▶ **SUPPLIED DATA**:
[Begin]

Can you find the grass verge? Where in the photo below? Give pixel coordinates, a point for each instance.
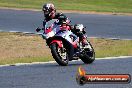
(23, 48)
(83, 5)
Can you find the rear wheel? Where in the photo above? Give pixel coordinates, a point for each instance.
(60, 55)
(88, 54)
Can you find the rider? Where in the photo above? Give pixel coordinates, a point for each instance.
(50, 13)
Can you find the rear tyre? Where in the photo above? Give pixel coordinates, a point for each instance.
(88, 55)
(60, 56)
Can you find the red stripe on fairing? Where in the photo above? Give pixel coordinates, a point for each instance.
(58, 42)
(65, 27)
(48, 30)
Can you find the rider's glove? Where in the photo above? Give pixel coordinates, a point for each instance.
(38, 29)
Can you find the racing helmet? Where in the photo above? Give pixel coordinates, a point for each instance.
(49, 9)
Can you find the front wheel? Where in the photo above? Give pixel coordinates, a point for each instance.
(60, 55)
(88, 54)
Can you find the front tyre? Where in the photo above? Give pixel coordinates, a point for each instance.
(59, 54)
(88, 54)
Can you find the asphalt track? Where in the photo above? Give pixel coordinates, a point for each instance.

[End]

▶ **WHAT THE TASK REQUIRES**: Please copy out all the items again, keeping every line of text, and add 38 to each number in the pixel coordinates. Leave the pictures out.

▶ **RESULT OF THE TASK**:
Can you find the grass verge? Where in the photo below? Give pixel coordinates, a point for each instance.
(61, 86)
(121, 43)
Can you find the rear wheel? Where in the photo above? Give pixel coordinates, a point for each instance.
(98, 93)
(126, 92)
Can you find the rider? Where in the photo above? Give pixel coordinates, a point for each instance.
(88, 51)
Can you find the rear tyre? Where in the photo above? Give pixel coordinates, a point for each instance.
(126, 93)
(98, 94)
Can you find the red stripe on fairing? Where in the photo above? Give pixel coordinates, a point for each instance.
(96, 80)
(103, 65)
(86, 68)
Can you find the rider's glove? Where in the photo above? Give pixel coordinates, a point for each instance.
(76, 67)
Can you find the racing helmet? Where in the photo above? Give pixel coordinates, a point for each instance.
(87, 47)
Can you find the front wheel? Where in the photo above? Give pixel coordinates, a point for each instance.
(98, 93)
(126, 92)
Can you find the front tyre? Where in the photo above? Give pixel coordinates, a point for each instance.
(97, 92)
(126, 92)
Can you find the asphalt track? Where in the photo above? Give pixel coordinates, a point for each instance.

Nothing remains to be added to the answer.